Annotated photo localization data
▽

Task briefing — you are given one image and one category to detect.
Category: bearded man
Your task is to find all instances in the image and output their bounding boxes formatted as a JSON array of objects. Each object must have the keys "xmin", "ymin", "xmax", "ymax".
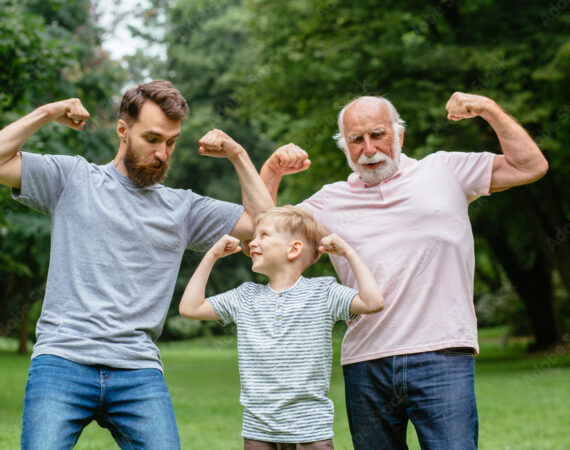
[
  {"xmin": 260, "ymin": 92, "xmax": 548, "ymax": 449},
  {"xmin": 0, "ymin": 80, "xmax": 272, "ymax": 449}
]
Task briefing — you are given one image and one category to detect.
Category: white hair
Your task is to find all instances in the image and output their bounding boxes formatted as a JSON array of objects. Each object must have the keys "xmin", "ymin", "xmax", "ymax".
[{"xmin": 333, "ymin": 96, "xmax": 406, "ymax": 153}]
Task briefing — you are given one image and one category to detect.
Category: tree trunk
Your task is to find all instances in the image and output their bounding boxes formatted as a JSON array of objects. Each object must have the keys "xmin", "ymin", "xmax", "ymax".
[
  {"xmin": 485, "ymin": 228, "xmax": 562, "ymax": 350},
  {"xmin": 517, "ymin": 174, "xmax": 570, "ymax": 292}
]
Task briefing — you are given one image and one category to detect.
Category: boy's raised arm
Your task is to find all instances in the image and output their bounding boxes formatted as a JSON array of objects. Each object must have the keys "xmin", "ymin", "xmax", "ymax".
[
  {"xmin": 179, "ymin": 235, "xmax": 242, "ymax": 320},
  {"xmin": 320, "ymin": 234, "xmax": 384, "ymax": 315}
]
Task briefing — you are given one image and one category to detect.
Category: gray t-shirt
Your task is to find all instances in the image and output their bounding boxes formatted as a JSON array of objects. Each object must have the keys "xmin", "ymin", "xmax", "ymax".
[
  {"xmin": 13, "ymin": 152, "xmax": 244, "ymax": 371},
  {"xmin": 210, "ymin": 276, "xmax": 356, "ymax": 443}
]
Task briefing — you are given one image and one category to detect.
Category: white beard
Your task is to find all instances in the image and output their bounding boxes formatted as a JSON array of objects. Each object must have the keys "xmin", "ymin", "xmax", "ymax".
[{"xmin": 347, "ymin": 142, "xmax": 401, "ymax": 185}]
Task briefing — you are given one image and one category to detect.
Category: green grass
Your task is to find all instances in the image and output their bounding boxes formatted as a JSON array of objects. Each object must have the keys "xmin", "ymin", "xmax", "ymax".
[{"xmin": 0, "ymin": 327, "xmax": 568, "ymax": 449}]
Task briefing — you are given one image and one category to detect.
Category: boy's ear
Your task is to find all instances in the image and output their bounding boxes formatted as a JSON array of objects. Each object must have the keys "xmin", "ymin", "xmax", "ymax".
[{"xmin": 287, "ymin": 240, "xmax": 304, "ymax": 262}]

△
▽

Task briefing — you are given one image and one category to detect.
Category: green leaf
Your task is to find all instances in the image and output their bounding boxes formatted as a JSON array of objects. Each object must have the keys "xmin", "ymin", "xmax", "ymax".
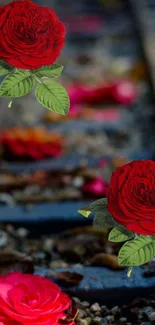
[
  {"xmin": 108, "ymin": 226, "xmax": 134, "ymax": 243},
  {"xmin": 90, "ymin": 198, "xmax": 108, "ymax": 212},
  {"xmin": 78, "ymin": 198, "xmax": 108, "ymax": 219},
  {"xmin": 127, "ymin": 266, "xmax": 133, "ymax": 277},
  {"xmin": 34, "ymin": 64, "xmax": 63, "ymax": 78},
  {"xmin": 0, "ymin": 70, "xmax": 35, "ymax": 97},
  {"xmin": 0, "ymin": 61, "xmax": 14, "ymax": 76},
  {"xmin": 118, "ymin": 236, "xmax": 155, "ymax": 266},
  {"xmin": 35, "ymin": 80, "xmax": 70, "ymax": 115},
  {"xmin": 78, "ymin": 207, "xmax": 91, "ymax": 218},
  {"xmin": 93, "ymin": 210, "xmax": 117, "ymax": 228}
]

△

Report each line above containing the string "green".

### Exercise answer
Category: green grass
Category: green leaf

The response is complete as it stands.